Mr Sunak, speaking in the UK’s house of commons on Thursday - a day after confirmed UK Covid-19 cases jumped by a quarter to 6,178 - said he had spent the summer developing plans to protect the jobs and livelihoods of millions.

“I know people are anxious and afraid and exhausted at the prospect of further restrictions...I share those feelings but there are reasons to be cautiously optimistic,” he told MPs.

He said there had been “no harder decision” than the move to scrap the furlough scheme. “But as the economy reopens it’s fundamentally wrong to keep jobs that only exist within the furlough,” he said. “I cannot save every business, I cannot save every job, no chancellor could.”

Loan schemes

The chancellor said the government would extend the life of four loan schemes, which have already backed £58 billion in lending to companies through government guarantees - until the end of November. He meanwhile promised a new successor loan scheme that will begin from January.

He also announced that restaurants, hotels and cinemas will continue to pay VAT at 5 per cent - rather than the usual 20 per cent - until March next year.

Self-assessed income taxpayers can extend their outstanding tax bill over 12 months from January under the new programme.

Thursday's package followed UK prime minister Boris Johnson's announcement this week of new coronavirus restrictions across England. The new restrictions are expected to last six months - including a 10pm pub curfew and tighter restrictions on weddings.

# ENTRIES PROVIDED
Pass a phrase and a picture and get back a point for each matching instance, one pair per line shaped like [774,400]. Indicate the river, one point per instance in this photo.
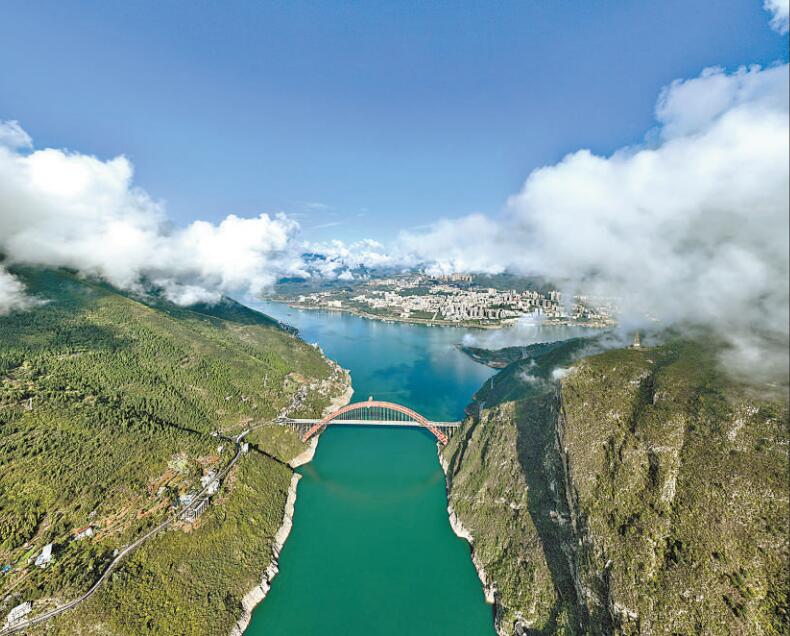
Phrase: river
[371,552]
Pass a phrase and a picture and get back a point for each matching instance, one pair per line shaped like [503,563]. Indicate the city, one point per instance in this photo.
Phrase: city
[456,300]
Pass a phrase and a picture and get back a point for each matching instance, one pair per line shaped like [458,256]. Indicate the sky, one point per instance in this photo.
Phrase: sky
[638,151]
[358,120]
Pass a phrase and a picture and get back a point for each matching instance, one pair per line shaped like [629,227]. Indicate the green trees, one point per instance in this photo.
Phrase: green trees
[102,394]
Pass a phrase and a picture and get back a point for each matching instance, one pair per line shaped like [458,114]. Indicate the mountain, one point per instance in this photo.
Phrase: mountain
[112,407]
[628,492]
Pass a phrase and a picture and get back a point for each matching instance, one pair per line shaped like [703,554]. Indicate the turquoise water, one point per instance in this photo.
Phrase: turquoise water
[371,552]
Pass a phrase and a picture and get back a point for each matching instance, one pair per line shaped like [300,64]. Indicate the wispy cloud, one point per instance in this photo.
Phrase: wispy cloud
[780,14]
[64,208]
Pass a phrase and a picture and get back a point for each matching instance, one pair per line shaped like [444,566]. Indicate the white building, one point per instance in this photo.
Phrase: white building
[43,559]
[18,613]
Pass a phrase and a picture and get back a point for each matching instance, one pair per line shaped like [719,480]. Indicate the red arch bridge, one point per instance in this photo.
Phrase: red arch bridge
[371,413]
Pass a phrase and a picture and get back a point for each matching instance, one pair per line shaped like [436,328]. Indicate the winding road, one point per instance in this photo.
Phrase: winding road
[23,625]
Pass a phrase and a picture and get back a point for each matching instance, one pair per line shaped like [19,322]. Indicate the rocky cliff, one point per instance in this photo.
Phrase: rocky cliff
[630,492]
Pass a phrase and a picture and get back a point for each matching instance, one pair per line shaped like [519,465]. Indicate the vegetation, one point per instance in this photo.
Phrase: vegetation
[645,492]
[109,406]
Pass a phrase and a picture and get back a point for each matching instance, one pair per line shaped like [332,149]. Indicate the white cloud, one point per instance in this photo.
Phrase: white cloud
[780,14]
[337,257]
[13,136]
[68,209]
[692,226]
[12,294]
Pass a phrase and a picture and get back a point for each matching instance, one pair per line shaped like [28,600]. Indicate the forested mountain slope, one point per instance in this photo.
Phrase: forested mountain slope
[631,492]
[108,406]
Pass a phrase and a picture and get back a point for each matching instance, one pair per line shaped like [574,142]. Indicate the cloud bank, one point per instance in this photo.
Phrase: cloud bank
[60,208]
[780,14]
[690,226]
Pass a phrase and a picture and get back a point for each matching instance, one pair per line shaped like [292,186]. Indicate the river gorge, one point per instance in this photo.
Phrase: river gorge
[372,550]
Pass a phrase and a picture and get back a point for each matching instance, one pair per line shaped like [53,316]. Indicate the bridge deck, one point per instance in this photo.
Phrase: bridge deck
[371,422]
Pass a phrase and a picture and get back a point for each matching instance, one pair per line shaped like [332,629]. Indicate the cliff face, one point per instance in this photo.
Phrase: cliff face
[642,492]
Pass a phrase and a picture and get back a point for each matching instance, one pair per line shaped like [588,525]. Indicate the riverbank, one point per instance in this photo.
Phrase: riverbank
[259,592]
[504,323]
[462,532]
[359,313]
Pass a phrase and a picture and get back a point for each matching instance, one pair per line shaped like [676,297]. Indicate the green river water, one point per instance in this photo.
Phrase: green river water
[371,552]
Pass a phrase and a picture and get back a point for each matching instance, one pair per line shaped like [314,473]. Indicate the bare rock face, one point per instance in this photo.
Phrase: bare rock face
[646,494]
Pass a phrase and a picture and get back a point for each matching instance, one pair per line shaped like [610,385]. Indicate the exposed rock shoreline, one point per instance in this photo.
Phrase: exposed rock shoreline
[489,588]
[257,594]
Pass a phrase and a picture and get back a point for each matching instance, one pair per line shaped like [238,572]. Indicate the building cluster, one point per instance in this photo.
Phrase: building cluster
[427,298]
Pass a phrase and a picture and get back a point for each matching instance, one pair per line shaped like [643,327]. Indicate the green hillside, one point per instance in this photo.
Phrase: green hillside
[634,492]
[108,402]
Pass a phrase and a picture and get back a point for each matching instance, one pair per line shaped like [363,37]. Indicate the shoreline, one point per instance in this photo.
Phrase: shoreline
[427,322]
[258,594]
[462,532]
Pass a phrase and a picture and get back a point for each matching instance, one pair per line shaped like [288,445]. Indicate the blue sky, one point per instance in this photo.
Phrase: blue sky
[359,119]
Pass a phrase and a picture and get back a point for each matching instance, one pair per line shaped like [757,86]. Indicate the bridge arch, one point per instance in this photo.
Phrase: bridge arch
[365,407]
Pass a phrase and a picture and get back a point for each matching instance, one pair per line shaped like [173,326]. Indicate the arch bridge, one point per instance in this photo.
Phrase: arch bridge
[375,413]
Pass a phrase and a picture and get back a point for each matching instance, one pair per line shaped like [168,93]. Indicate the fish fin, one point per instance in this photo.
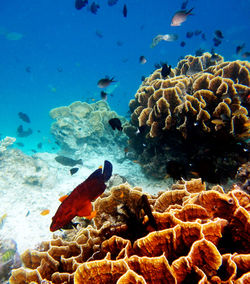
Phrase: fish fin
[107,172]
[62,198]
[96,174]
[92,215]
[85,210]
[189,12]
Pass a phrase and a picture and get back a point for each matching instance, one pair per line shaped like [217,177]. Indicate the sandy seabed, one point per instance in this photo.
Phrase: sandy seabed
[23,203]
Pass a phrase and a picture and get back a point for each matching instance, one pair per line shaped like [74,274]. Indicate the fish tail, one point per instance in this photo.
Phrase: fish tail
[107,171]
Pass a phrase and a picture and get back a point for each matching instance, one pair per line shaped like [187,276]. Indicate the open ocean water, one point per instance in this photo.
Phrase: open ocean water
[53,54]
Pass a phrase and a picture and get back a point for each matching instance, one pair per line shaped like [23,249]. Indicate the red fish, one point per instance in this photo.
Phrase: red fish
[105,82]
[78,203]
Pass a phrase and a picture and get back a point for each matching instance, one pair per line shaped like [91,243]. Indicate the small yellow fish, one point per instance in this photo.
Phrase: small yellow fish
[2,220]
[8,255]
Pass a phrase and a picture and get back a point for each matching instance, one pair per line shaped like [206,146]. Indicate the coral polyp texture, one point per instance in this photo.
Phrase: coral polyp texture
[187,235]
[196,118]
[81,124]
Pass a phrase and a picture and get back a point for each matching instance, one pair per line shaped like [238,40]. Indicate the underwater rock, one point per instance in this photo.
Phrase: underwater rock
[24,170]
[202,235]
[197,117]
[84,127]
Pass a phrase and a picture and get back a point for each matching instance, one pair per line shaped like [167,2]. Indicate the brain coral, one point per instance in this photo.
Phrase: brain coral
[81,123]
[202,237]
[197,117]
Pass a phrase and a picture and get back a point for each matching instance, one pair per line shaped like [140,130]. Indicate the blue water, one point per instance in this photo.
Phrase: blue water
[66,58]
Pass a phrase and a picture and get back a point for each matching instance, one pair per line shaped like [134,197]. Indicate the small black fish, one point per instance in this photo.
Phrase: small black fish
[94,7]
[239,48]
[125,11]
[142,59]
[104,95]
[23,133]
[218,34]
[115,123]
[197,32]
[65,161]
[24,117]
[165,70]
[73,171]
[28,69]
[79,4]
[71,225]
[105,82]
[182,44]
[112,2]
[40,145]
[119,43]
[184,5]
[189,34]
[216,41]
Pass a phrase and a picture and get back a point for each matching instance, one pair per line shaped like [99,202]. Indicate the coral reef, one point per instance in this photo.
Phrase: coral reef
[81,125]
[6,142]
[196,118]
[9,258]
[202,236]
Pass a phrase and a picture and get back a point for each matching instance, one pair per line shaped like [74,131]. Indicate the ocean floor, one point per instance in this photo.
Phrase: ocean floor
[29,185]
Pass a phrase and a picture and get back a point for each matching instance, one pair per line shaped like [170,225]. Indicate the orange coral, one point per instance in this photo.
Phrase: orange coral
[198,239]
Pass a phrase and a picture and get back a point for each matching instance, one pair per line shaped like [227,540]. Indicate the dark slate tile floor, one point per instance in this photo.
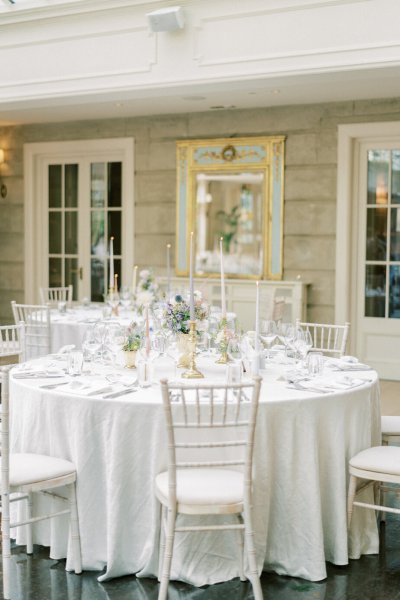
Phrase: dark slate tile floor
[371,578]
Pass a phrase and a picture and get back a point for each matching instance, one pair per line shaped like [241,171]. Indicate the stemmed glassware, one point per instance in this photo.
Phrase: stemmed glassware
[125,297]
[92,343]
[114,336]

# PROBLEM TO WORK ON
Transcribe the passage on the chancellor's economic measures verbatim, from "Self-assessed income taxpayers" through "restrictions on weddings.", inclusive.

# WRITTEN REPLY
Self-assessed income taxpayers can extend their outstanding tax bill over 12 months from January under the new programme.

Thursday's package followed UK prime minister Boris Johnson's announcement this week of new coronavirus restrictions across England. The new restrictions are expected to last six months - including a 10pm pub curfew and tighter restrictions on weddings.